▶ [EXERCISE BRIEF]:
Some lines of these records may hold the word "onion"; state how many, using only the number.

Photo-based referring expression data
------------------------
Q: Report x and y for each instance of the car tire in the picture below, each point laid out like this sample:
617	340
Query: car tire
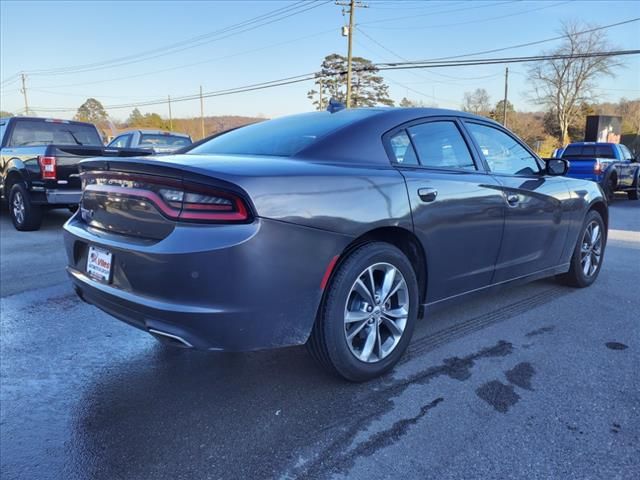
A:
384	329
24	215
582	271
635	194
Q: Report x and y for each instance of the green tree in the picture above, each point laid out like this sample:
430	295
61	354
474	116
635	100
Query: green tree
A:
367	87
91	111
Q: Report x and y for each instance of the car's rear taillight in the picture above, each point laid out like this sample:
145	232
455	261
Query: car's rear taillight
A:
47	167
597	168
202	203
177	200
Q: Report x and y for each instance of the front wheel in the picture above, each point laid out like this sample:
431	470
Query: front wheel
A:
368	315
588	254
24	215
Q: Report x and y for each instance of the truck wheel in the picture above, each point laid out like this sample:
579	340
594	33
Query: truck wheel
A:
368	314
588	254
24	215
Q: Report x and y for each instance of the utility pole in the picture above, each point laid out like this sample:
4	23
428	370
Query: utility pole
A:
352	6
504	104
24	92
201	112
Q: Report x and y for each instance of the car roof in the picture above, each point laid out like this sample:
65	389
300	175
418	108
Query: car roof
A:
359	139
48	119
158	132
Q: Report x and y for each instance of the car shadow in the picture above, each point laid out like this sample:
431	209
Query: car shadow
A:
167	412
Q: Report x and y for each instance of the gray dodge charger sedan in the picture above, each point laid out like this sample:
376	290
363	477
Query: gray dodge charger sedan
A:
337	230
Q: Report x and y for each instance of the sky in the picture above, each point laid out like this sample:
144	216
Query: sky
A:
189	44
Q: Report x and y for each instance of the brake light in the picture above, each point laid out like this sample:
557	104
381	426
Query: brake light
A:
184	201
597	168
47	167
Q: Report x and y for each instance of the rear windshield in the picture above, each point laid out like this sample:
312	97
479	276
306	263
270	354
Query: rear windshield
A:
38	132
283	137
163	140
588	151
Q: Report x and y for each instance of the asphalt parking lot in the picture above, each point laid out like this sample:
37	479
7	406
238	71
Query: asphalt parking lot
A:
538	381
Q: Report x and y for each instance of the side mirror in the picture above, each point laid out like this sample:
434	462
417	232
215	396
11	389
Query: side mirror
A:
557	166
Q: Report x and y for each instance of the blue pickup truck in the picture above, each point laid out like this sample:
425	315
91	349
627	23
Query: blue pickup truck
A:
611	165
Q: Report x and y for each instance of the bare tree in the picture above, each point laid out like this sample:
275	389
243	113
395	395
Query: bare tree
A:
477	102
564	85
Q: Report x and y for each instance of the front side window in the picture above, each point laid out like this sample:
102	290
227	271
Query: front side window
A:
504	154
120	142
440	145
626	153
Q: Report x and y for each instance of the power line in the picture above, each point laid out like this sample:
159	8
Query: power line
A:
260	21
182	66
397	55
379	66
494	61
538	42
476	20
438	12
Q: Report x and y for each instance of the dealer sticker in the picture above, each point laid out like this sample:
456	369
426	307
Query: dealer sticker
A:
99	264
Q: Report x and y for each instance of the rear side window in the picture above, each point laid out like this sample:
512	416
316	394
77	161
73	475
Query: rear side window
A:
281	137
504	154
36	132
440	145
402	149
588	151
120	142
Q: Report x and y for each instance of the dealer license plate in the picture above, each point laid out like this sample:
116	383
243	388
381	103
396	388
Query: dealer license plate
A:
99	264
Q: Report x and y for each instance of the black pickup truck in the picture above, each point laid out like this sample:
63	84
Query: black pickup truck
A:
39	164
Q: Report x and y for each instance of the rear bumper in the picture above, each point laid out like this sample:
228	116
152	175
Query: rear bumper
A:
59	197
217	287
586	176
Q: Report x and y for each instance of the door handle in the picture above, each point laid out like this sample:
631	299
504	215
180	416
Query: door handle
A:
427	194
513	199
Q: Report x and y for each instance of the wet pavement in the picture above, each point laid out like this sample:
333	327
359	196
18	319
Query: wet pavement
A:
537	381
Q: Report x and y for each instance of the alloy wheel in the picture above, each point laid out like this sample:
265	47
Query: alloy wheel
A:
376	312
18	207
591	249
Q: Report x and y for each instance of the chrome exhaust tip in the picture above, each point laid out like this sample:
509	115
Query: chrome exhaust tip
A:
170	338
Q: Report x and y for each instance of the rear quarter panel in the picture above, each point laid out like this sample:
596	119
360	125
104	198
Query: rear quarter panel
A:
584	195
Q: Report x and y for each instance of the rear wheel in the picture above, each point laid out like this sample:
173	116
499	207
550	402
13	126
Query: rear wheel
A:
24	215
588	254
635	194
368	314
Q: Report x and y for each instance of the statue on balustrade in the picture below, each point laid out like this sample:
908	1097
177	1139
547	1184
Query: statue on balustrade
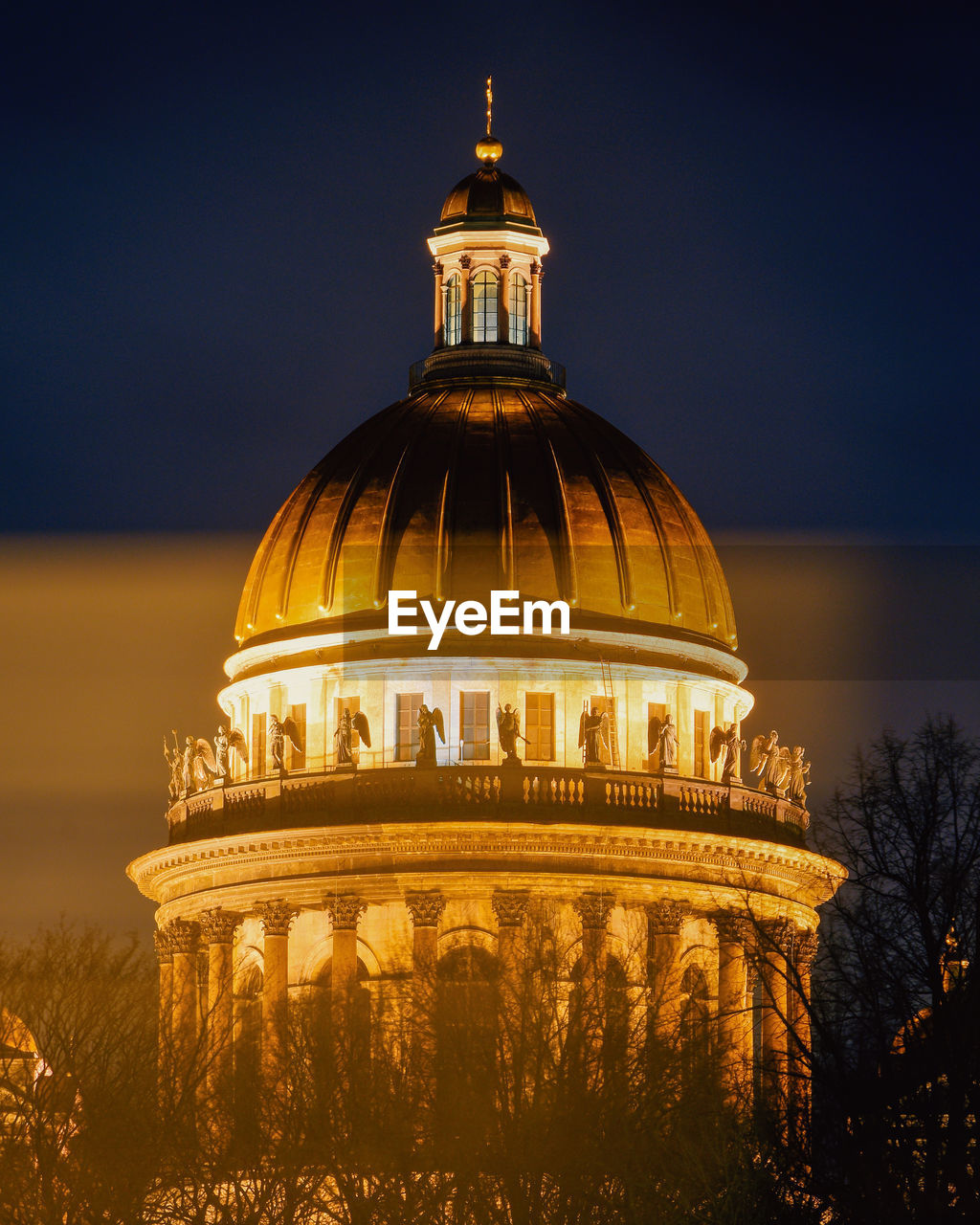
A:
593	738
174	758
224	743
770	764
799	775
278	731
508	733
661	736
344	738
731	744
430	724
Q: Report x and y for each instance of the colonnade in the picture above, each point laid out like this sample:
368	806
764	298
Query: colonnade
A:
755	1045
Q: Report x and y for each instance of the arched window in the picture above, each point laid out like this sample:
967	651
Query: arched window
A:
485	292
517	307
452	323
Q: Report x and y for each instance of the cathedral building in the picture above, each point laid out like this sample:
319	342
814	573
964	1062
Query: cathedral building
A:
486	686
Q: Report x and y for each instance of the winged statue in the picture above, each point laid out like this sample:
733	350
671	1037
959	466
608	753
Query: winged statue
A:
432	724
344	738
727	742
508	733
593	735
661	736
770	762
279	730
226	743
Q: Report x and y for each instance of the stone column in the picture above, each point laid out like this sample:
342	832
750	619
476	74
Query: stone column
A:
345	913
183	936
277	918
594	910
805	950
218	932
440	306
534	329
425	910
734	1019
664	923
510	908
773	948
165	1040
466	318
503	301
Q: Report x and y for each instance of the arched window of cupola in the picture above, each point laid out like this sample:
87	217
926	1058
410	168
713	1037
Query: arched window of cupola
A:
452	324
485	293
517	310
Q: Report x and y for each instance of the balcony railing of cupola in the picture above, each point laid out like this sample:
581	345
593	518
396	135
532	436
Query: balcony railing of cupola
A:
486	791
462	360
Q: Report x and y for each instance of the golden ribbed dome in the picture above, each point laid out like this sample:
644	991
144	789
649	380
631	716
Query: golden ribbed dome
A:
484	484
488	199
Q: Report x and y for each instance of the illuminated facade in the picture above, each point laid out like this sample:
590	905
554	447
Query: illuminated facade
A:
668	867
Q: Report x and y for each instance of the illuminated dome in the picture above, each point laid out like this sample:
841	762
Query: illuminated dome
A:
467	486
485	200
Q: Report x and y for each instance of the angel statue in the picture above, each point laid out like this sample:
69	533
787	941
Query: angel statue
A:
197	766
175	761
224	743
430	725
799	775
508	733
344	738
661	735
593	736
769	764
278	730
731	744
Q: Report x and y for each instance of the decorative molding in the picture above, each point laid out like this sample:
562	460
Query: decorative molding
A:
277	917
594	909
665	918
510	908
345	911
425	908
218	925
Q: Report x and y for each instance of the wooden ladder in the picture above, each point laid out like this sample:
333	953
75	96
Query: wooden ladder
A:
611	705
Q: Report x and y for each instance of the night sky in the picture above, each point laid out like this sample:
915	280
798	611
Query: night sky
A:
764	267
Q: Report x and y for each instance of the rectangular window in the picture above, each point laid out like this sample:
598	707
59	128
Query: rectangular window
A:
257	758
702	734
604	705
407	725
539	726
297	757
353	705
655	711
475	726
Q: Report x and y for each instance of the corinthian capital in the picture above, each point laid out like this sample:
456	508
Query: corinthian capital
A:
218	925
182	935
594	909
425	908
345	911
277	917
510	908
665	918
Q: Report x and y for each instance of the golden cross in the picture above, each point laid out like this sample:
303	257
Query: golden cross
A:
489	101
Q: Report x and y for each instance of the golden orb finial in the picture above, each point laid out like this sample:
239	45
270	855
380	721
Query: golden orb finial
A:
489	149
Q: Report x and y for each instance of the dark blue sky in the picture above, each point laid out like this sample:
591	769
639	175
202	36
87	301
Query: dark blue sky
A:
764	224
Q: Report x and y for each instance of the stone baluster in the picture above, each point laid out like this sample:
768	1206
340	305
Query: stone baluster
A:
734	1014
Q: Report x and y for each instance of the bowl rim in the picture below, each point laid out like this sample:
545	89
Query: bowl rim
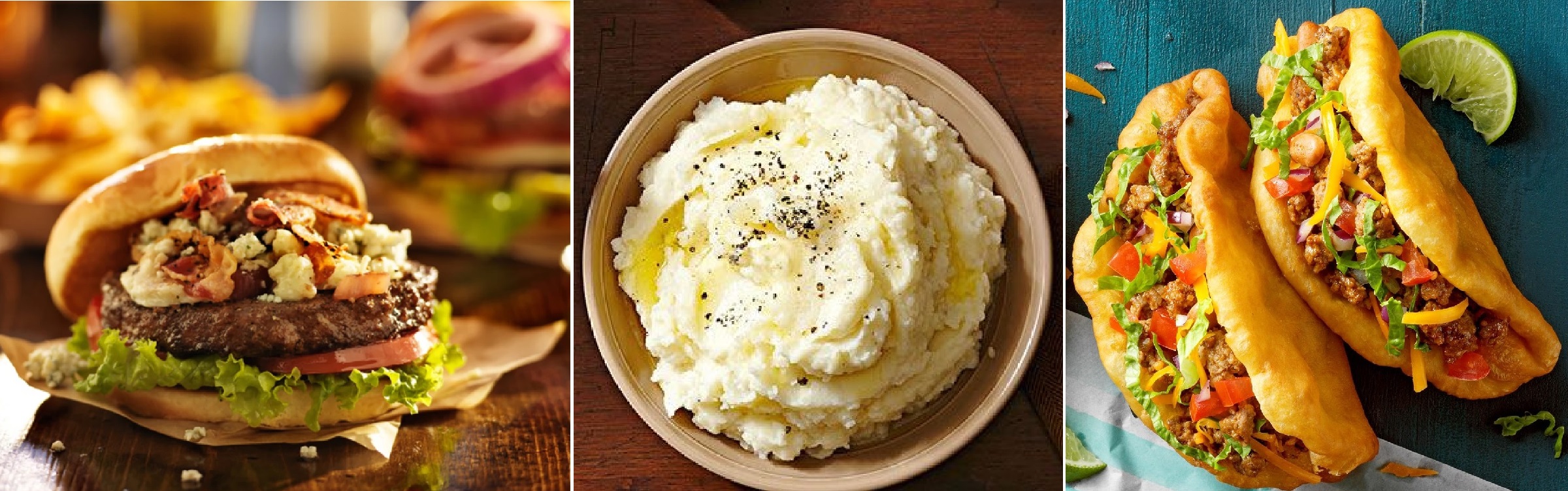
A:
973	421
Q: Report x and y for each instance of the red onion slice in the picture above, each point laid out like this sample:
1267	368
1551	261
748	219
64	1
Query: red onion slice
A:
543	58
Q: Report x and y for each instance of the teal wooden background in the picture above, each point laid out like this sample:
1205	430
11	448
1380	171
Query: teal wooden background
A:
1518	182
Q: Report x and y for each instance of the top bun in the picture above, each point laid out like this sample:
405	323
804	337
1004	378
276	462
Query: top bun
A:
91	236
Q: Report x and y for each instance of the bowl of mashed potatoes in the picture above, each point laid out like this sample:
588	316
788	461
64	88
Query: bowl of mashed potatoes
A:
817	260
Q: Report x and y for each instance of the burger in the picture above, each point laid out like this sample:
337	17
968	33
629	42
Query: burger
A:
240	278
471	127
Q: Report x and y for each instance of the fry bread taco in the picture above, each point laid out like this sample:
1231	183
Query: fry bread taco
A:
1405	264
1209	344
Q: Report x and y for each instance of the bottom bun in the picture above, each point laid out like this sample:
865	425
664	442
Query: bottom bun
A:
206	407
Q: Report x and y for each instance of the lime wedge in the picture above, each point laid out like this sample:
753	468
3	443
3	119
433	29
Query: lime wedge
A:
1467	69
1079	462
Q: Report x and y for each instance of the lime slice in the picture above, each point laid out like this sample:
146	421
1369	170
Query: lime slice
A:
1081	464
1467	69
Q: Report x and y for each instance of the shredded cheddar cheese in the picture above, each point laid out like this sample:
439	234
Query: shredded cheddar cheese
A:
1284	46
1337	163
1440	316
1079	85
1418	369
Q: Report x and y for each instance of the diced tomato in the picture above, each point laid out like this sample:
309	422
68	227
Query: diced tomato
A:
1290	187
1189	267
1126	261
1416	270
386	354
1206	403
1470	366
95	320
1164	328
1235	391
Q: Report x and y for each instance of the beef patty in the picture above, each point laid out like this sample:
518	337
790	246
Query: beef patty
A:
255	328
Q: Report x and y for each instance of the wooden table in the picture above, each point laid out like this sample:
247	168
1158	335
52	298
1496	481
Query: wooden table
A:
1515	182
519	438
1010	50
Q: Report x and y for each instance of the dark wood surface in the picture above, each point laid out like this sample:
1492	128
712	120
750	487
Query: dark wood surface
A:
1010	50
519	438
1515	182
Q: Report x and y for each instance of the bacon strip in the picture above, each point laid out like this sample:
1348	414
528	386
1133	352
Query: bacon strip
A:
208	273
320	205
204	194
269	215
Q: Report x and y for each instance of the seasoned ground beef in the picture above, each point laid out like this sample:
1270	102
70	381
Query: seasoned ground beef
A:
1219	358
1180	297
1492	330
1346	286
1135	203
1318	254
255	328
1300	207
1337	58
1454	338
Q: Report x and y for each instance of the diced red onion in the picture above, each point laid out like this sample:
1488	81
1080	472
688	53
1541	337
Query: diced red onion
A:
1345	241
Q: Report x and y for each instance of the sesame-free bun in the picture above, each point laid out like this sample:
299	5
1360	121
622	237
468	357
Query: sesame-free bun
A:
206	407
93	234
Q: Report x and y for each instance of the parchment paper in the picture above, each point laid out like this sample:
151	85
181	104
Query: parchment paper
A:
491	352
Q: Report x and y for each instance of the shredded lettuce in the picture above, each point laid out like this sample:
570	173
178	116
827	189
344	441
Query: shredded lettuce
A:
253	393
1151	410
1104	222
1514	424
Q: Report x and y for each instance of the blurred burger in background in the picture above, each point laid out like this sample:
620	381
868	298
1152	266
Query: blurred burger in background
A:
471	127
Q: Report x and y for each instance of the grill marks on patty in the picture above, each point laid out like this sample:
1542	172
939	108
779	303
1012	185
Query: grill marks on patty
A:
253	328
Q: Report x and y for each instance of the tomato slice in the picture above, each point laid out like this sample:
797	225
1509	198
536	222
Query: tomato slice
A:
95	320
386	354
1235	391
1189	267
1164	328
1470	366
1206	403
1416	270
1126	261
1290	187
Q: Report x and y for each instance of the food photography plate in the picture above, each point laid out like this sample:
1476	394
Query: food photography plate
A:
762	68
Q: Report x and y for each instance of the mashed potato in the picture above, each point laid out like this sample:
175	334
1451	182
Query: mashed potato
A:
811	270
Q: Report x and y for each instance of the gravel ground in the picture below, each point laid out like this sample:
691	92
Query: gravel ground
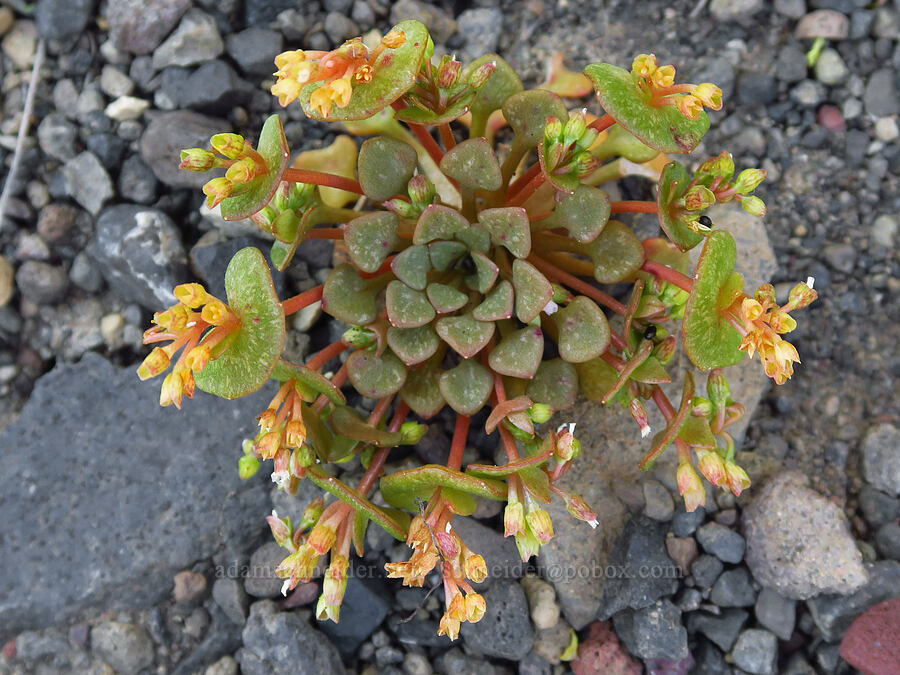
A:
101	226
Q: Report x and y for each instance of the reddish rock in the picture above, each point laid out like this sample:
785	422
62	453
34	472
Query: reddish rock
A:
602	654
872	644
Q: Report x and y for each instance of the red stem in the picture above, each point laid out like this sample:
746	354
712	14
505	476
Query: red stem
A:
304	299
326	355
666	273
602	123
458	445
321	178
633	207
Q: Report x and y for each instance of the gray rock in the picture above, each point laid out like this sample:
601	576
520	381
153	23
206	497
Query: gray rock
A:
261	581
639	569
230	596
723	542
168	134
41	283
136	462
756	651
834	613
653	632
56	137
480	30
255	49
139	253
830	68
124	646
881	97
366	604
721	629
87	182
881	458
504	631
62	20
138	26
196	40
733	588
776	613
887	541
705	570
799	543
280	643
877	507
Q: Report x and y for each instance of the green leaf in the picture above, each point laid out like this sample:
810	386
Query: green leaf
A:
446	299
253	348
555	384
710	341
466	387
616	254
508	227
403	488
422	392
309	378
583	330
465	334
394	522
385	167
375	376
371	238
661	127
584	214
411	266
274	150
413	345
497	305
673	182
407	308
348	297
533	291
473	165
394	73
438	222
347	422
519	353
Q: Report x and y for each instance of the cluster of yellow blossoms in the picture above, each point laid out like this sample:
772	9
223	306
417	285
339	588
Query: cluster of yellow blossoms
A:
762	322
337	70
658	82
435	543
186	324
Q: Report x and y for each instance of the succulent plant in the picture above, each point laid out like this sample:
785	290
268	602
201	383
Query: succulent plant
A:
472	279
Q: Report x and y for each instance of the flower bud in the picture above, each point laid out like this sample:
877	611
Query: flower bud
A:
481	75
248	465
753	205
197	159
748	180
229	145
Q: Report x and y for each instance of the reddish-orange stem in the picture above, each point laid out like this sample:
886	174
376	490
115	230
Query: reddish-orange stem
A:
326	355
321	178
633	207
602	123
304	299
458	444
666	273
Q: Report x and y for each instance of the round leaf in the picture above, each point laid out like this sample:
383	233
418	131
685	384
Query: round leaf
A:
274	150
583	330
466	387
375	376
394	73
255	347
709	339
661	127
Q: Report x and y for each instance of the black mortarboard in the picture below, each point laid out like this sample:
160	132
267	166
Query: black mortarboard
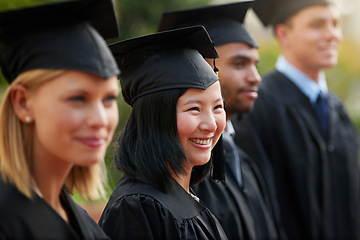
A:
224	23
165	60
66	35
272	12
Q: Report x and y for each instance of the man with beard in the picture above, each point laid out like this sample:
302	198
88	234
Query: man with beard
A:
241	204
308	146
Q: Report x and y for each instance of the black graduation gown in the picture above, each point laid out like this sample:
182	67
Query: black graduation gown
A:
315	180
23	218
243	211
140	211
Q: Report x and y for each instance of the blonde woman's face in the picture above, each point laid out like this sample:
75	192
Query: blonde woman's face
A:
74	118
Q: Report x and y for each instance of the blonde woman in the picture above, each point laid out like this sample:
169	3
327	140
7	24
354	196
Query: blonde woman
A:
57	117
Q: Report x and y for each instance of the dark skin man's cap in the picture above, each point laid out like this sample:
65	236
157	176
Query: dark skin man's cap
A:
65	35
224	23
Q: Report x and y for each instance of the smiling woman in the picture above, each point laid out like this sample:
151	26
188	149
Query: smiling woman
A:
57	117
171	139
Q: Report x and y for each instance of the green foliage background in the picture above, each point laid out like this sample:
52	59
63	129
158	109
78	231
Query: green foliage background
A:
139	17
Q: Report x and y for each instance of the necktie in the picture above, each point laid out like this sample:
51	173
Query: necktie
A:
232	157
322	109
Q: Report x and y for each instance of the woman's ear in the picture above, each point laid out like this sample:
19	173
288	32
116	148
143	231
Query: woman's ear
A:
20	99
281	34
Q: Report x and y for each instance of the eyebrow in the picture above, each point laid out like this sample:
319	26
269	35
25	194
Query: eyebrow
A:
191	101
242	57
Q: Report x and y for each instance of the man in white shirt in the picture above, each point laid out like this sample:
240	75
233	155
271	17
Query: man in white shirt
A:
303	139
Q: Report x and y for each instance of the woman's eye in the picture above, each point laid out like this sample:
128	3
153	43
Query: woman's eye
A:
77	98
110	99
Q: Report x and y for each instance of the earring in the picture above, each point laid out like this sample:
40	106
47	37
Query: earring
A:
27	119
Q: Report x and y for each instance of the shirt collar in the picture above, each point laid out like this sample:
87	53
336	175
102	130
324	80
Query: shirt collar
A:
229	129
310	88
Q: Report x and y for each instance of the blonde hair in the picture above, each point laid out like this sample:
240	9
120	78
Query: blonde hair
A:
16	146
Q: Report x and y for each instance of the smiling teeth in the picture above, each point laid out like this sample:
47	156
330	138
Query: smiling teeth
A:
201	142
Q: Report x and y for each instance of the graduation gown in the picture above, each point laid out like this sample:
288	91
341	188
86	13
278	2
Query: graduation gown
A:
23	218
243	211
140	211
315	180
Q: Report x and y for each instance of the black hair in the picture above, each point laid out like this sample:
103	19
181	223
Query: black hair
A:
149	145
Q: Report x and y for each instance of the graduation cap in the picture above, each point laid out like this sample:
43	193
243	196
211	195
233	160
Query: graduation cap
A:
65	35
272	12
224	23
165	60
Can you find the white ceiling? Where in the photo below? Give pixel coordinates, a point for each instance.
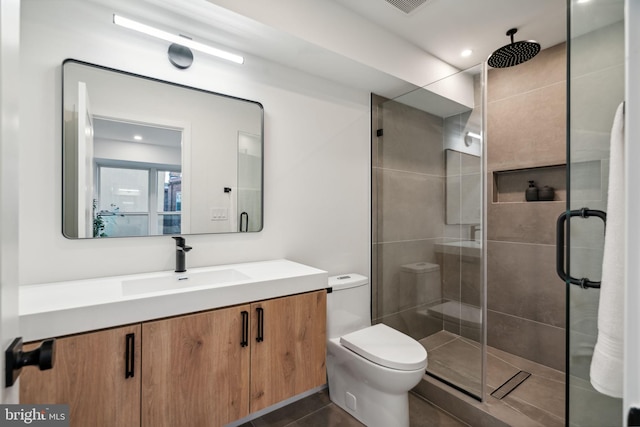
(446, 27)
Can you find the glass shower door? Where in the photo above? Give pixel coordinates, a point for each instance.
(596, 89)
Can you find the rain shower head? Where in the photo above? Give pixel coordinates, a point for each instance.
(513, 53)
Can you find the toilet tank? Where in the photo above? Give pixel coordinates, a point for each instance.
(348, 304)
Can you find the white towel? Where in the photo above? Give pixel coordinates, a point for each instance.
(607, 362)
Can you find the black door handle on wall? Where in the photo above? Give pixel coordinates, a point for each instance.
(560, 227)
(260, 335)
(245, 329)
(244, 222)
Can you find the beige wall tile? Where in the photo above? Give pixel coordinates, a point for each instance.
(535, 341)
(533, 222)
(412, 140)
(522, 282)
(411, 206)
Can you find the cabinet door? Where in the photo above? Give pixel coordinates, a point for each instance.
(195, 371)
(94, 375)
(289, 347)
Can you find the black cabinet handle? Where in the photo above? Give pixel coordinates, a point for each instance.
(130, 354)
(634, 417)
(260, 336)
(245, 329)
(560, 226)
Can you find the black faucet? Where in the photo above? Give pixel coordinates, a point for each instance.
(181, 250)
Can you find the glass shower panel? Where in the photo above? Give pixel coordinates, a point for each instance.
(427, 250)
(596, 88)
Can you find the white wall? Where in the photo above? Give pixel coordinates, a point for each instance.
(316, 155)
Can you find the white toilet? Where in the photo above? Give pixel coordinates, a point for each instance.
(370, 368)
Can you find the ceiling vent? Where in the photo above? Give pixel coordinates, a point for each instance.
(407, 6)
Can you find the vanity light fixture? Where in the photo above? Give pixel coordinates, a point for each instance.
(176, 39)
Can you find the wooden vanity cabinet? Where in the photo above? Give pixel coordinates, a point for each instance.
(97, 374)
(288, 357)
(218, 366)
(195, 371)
------------------------
▶ [WRITTEN RESPONSE]:
4